┌─ RECORDS SHOWN

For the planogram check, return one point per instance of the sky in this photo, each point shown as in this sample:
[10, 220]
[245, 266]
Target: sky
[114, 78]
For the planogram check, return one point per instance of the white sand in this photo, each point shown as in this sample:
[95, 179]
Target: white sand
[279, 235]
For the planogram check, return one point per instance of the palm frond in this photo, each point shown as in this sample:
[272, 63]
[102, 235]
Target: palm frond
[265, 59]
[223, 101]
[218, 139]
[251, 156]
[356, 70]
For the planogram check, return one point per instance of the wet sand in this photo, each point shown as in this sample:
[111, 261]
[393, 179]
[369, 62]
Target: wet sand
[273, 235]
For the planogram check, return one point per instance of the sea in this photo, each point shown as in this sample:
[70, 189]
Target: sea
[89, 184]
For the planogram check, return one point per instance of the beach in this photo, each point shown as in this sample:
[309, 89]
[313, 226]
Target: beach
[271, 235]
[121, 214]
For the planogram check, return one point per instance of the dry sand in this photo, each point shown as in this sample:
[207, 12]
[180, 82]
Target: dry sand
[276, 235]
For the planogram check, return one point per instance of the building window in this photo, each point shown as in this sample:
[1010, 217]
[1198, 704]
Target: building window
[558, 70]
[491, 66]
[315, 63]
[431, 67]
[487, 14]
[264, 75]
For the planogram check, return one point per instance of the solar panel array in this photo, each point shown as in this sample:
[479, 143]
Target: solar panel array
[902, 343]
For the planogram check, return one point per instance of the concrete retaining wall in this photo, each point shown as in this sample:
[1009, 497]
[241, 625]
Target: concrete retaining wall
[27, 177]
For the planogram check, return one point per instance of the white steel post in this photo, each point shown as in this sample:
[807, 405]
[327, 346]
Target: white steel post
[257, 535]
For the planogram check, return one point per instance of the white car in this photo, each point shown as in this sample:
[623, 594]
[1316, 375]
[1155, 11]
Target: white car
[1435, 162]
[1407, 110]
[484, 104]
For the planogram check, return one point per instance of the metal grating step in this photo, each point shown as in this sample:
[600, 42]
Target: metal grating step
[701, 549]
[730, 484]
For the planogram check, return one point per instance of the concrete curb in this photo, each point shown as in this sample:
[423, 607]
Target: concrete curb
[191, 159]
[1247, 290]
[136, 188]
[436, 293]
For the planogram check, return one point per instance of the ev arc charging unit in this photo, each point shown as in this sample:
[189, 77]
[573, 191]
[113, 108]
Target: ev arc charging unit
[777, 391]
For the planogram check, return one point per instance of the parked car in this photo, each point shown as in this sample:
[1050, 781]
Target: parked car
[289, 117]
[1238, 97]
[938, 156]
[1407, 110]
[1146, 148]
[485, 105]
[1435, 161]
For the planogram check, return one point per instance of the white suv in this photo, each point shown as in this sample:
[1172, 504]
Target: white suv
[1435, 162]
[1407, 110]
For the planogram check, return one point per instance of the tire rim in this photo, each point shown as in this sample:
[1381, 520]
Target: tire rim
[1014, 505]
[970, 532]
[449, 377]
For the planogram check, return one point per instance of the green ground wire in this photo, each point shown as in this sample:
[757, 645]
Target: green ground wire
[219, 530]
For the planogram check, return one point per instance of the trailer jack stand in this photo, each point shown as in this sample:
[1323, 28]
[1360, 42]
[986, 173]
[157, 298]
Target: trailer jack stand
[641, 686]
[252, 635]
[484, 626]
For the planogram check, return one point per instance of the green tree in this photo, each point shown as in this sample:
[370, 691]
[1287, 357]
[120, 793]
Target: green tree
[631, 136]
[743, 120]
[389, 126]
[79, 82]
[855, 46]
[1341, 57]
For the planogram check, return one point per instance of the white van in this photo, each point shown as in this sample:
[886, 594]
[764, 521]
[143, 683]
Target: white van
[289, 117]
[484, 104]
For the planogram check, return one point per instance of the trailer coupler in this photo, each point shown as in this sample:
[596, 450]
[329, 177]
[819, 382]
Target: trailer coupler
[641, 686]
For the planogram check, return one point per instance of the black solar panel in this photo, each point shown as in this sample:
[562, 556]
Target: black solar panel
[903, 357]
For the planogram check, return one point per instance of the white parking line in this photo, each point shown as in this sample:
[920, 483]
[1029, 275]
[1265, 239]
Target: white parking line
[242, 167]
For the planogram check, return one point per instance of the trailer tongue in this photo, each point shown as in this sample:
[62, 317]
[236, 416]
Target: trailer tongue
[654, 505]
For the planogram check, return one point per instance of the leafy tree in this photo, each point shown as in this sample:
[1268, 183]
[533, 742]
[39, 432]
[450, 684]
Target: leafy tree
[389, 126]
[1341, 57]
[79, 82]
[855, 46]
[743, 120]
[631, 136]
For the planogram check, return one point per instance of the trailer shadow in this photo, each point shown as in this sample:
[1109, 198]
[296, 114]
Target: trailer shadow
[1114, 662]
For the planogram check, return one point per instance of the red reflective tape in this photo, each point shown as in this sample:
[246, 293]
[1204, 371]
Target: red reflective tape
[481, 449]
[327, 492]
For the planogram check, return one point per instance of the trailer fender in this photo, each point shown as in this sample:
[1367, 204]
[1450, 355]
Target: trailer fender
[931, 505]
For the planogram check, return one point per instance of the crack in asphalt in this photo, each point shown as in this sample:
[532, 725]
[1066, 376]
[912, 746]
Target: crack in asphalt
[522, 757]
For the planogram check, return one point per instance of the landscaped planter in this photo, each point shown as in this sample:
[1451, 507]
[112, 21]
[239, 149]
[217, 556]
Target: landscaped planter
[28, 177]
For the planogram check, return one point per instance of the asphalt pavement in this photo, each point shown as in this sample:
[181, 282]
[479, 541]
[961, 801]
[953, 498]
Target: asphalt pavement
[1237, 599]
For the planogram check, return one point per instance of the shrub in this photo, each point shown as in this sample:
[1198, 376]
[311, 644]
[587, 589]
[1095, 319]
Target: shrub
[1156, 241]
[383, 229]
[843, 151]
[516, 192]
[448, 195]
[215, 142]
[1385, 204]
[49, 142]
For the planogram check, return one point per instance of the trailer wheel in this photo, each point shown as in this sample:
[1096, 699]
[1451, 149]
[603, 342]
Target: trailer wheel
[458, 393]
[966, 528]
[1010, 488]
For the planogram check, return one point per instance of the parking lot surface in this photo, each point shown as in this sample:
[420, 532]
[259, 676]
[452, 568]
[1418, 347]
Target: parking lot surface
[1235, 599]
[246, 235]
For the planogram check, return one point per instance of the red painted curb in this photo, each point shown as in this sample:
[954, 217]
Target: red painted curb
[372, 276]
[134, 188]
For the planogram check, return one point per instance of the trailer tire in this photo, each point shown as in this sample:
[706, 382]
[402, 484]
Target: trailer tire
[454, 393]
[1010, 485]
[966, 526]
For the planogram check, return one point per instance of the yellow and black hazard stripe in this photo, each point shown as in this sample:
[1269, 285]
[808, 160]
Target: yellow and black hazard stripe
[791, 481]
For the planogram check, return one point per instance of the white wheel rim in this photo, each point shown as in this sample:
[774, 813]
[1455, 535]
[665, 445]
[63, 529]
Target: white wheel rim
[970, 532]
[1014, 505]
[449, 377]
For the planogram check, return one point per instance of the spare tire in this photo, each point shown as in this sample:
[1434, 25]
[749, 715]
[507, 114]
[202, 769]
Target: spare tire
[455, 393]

└─

> TASK REQUIREMENTS
Repeat every line of the listing above, unchanged and in the same order.

> SOLUTION TO THIS EXERCISE
For the planogram check, return one point per instance of the sky in this photo, each point shown as in this sample:
[10, 220]
[245, 266]
Target: sky
[114, 78]
For the planogram check, return one point per instance of the white sand in this photo, each point shown as in this sample:
[95, 179]
Target: white sand
[279, 235]
For the planogram check, return one point per instance of the palm frond in this photo, each point shown as in this sample:
[272, 63]
[102, 235]
Target: palm frond
[265, 59]
[223, 101]
[218, 139]
[251, 156]
[356, 70]
For the planogram check, return one point per instance of the wet sand in this photo, each point shown as in this sample:
[111, 261]
[393, 179]
[369, 62]
Target: wet sand
[273, 235]
For the planogram check, return one point per instance of the sea in this photo, each point shown as in this sample:
[70, 189]
Target: sea
[89, 184]
For the planogram check, return one point per instance of the beach in this photo, each point shown as in this sample:
[309, 89]
[313, 226]
Target: beach
[271, 235]
[121, 214]
For the planogram check, return one point per instance of the dry sand in this photo, each point shown as in this sample:
[207, 12]
[180, 82]
Target: dry sand
[276, 235]
For the planogram check, return one point per instance of the building window in this photo, each point shown as in this sample:
[1010, 217]
[1198, 704]
Target: building window
[558, 70]
[491, 66]
[315, 63]
[431, 67]
[487, 14]
[264, 75]
For the planogram check, return one point per instance of the solar panel array in this photo, each point shown as in this sample:
[479, 143]
Target: solar panel array
[902, 343]
For the planogram check, return one point per instance of the concrete retaining wall in this photo, each point shown as in this sample:
[1009, 497]
[241, 625]
Target: concrete retaining wall
[27, 177]
For the planogram check, return one point per instance of the white steel post in this photo, each point shown as in this sample:
[807, 405]
[327, 346]
Target: white steel post
[257, 535]
For the planogram check, return one point per instance of the white car in this photo, each point shown as in this sample:
[623, 594]
[1316, 375]
[1155, 11]
Target: white car
[1435, 162]
[1407, 110]
[484, 104]
For the planogram check, return one point per instance of the metal grating step in this photo, each point shown as in this sample:
[600, 42]
Target: metal grating step
[701, 549]
[730, 484]
For the planogram check, return one point per instance of the concrete curb in this photo, each point shown as in this sample:
[423, 607]
Target: concrete curb
[191, 159]
[1247, 290]
[136, 188]
[436, 293]
For the planogram check, return one point per instance of the ev arc charging unit in this photo, each point shown as in this sample:
[189, 77]
[573, 191]
[113, 108]
Target: ev arc charging unit
[777, 391]
For the planogram check, return one point per instance of the parked car in this photo, each point shown as in this sample:
[1050, 781]
Target: parked car
[289, 117]
[1238, 97]
[938, 156]
[1407, 110]
[1146, 148]
[485, 105]
[1435, 161]
For the planogram check, return one point per instance of the white suv in this photo, each point shown as in this sample:
[1172, 504]
Target: white suv
[1435, 162]
[1407, 110]
For the planogram check, return one point per instance of the tire rim in this photo, each point shown as in this sample:
[1381, 520]
Target: tire rim
[1014, 505]
[970, 532]
[449, 377]
For the planogram check, return one point per instance of the green ground wire in this photo, each point shown as in this sample:
[757, 645]
Target: green ground wire
[219, 530]
For the planogram check, return one point per instance of the trailer jack stand in this photo, each point shown as in this sample:
[1323, 28]
[1360, 42]
[986, 173]
[157, 298]
Target: trailer jack stand
[641, 686]
[252, 635]
[484, 626]
For the planogram check, return one point per instance of the green tree in this photo, each point shown as in this sample:
[370, 691]
[1287, 357]
[120, 793]
Target: green tree
[631, 136]
[743, 120]
[389, 126]
[79, 82]
[855, 46]
[1341, 57]
For the planogram check, return one point per instance of the white van in this photo, each point shown as in this sample:
[886, 594]
[764, 521]
[143, 683]
Target: white van
[289, 117]
[484, 104]
For the planogram check, return one point per instance of the trailer coupler in this photo, each point shown as in this sample:
[596, 450]
[329, 177]
[819, 382]
Target: trailer coupler
[641, 686]
For the planogram check, return one point per instance of the black solar panel in this photo, each point shown as in this sample:
[562, 556]
Target: black solar panel
[903, 357]
For the planogram check, return one point per instance of the white parking line in this photo, each point shown as in this sample:
[920, 483]
[1029, 275]
[1265, 239]
Target: white parking line
[242, 167]
For the planogram check, return one point per instance of the trailer tongue in this photo, each point shown as in this sample:
[62, 317]
[236, 416]
Target: trailer tongue
[654, 505]
For the planogram check, return one point per instance of the leafy tree in this photo, each point shown as in this sample:
[1268, 183]
[533, 742]
[39, 432]
[450, 684]
Target: leafy tree
[389, 126]
[1341, 57]
[79, 82]
[855, 46]
[743, 120]
[631, 136]
For the planogram check, return one point per instance of the trailer shadow in this photo, each point shown as in this sample:
[1109, 198]
[296, 114]
Target: trailer shadow
[1114, 662]
For the planogram check, return one point per instance of the red reflective tape in this photo, each point shown as in this sample:
[246, 293]
[1204, 371]
Target: red reflective tape
[481, 449]
[327, 492]
For the planogram check, return one point per instance of the trailer fender in this photo, each point shown as in this sample:
[1367, 204]
[1450, 355]
Target: trailer fender
[931, 505]
For the planogram check, return one point per instance of the crack in asphalt in this photo, each point shown as in this sample:
[532, 725]
[1066, 376]
[912, 746]
Target: crack in asphalt
[522, 757]
For the planogram check, return one point per instance of the landscaped planter in this photo, each point shown as in this sample:
[1451, 507]
[112, 21]
[239, 149]
[217, 556]
Target: landscaped planter
[28, 177]
For the planogram check, return one point per instance of the asphalt pavement in this photo, each point shown as in this sample:
[181, 282]
[479, 541]
[961, 801]
[953, 498]
Target: asphalt pavement
[1237, 599]
For the planogram check, return one point per instance of the shrub in this photo, each point shown as in this sample:
[1198, 376]
[311, 644]
[587, 589]
[1095, 319]
Target: shrub
[1156, 241]
[383, 229]
[843, 151]
[516, 192]
[448, 195]
[215, 142]
[1385, 204]
[49, 142]
For the planogram check, return one point per instance of the trailer wheel in this photo, each point shown as in this sample:
[1096, 699]
[1451, 149]
[603, 342]
Target: trailer wheel
[458, 393]
[966, 528]
[1010, 488]
For the planogram check, return one point per instance of the parking lot surface in this photo, each point shown as in this sample:
[420, 532]
[259, 676]
[452, 568]
[1418, 347]
Target: parking lot surface
[1235, 599]
[246, 235]
For the planogram check, return one point per instance of the red painted curb in this photo, each point shown as in this sample:
[954, 217]
Target: red painted curb
[372, 276]
[134, 188]
For the planogram check, return one point per instance of the trailer tire in this photo, each point shown as in this sample:
[706, 382]
[402, 484]
Target: trailer tire
[454, 393]
[1010, 485]
[966, 526]
For the planogram check, return one point per instance of the yellow and black hazard stripe in this photo, each point shown as in this sample:
[1269, 285]
[808, 160]
Target: yellow and black hazard stripe
[791, 481]
For the planogram check, return one point per instance of the white wheel rim in this photo, each point shown as in this sample:
[774, 813]
[1455, 535]
[665, 445]
[63, 529]
Target: white wheel rim
[970, 532]
[1014, 505]
[449, 377]
For the planogram check, return one point per instance of the spare tire in this photo, each point shown as in this sample:
[1434, 25]
[749, 715]
[507, 114]
[202, 769]
Target: spare tire
[455, 393]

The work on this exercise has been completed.